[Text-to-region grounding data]

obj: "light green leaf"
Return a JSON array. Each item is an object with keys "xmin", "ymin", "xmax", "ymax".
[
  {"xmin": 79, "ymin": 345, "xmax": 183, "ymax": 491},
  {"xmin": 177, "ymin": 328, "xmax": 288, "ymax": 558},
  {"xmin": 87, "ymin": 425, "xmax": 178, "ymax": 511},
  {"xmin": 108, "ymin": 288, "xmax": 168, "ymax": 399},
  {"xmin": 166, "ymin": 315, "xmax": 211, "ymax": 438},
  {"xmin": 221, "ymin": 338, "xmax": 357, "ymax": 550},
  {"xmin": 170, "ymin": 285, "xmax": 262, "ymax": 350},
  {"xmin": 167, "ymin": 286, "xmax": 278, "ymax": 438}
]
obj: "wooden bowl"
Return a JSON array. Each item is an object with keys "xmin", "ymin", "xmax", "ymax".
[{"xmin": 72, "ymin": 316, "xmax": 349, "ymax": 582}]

**Work task:**
Copy every entry above word for word.

**Exercise answer:**
obj: "light green leaf"
Return a JSON array. Each item is an object with keys "xmin", "ymin", "xmax", "ymax".
[
  {"xmin": 79, "ymin": 345, "xmax": 183, "ymax": 491},
  {"xmin": 177, "ymin": 328, "xmax": 288, "ymax": 558},
  {"xmin": 87, "ymin": 425, "xmax": 178, "ymax": 511},
  {"xmin": 108, "ymin": 288, "xmax": 168, "ymax": 399},
  {"xmin": 166, "ymin": 315, "xmax": 211, "ymax": 438},
  {"xmin": 221, "ymin": 338, "xmax": 357, "ymax": 550},
  {"xmin": 170, "ymin": 285, "xmax": 262, "ymax": 350},
  {"xmin": 167, "ymin": 286, "xmax": 278, "ymax": 438}
]
obj: "wooden bowl"
Return a JSON array. Each item is an object with keys "xmin", "ymin", "xmax", "ymax".
[{"xmin": 72, "ymin": 316, "xmax": 349, "ymax": 582}]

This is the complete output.